- Fragment

· · ·

Verder blijkt uit pagina 5 van de bestreden beschikking dat de rechtbank de kinderalimentatie over de periode van 1 maart 2020 tot 15 februari 2021 op nihil heeft gesteld.
De rechtbank heeft de andere verzoeken van de man afgewezen.
3.3.3.
De man kan zich met deze beslissingen niet verenigen en hij is hiervan in hoger beroep gekomen.
Bij het hof
3.4.1.
Het hof zal eerst een beslissing geven op het onderdeel van de hoofdverblijfplaats (grief 1) en daarna ingaan op de geschilpunten die betrekking hebben op de kinderalimentatie (grieven 2, 3 en 4).
Het hof merkt hierbij op dat partijen het erover eens zijn dat er sprake is van een relevante wijziging van omstandigheden die een nieuwe beoordeling rechtvaardigt.
HOOFDVERBLIJFPLAATS VAN [minderjarige]
3.4.2.
Het standpunt van de man, zoals blijkt uit de stukken en zoals aangevuld op de mondelinge behandeling, luidt – kort samengevat – als volgt.
Het is in het belang van [minderjarige] dat zijn hoofdverblijfplaats alsnog bij de man wordt vastgesteld, omdat de man de stabiele factor vormt voor de kinderen. De man is degene die alle zaken van de kinderen regelt. [minderjarige] had zijn schoolkeuze weloverwogen gemaakt, maar de vrouw stond hier niet achter. Toen de man ter ore kwam dat [minderjarige] de onderwijsovereenkomst nog niet had ingevuld, heeft de man er samen met [minderjarige] voor gezorgd dat dit alsnog is gebeurd en heeft hij dit de volgende dag aan de school retour verzonden. De man vindt het wenselijk dat [minderjarige] op zijn adres staat ingeschreven, zodat hij ook de relevante post ontvangt.

· · ·

(Opgeslagen datarecords)

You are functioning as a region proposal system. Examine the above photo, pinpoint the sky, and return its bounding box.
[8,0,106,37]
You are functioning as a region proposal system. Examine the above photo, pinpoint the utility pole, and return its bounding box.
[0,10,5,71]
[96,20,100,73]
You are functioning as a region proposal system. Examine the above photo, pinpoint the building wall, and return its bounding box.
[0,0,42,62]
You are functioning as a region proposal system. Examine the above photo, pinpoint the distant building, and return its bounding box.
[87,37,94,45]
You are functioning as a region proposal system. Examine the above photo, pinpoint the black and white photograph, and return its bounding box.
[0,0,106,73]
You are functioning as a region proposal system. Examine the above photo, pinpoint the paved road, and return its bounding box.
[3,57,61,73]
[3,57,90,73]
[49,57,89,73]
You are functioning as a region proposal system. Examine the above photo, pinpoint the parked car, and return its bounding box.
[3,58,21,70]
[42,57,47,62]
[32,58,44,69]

· · ·

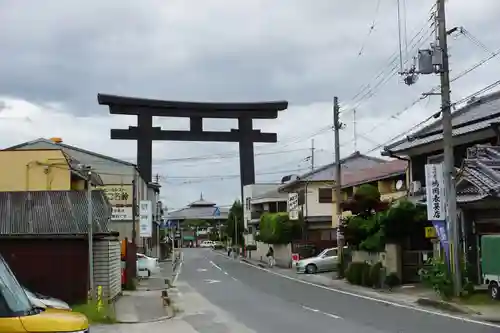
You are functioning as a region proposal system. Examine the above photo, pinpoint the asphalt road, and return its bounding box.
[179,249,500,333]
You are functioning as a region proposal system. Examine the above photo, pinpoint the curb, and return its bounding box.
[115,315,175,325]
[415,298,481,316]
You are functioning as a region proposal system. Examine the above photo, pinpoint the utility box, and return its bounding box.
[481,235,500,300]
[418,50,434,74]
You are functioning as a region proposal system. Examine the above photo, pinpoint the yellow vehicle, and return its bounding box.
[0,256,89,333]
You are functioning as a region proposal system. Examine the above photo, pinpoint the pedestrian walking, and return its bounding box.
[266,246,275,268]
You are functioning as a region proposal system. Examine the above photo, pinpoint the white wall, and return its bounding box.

· · ·

- Gestelde opdracht 1
Over welke periode heeft de rechtbank volgens het fragment de kinderalimentatie op nihil gesteld?
- Gestelde opdracht 2
Geef de tekst uit het fragment woordelijk weer van "Het hof zal" tot en met "nieuwe beoordeling rechtvaardigt.".
De records zijn voor deze opdrachten niet nodig.

- Antwoord 1
Over de periode van 1 maart 2020 tot 15 februari 2021.

- Antwoord 2
Het hof zal eerst een beslissing geven op het onderdeel van de hoofdverblijfplaats (grief 1) en daarna ingaan op de geschilpunten die betrekking hebben op de kinderalimentatie (grieven 2, 3 en 4).
Het hof merkt hierbij op dat partijen het erover eens zijn dat er sprake is van een relevante wijziging van omstandigheden die een nieuwe beoordeling rechtvaardigt.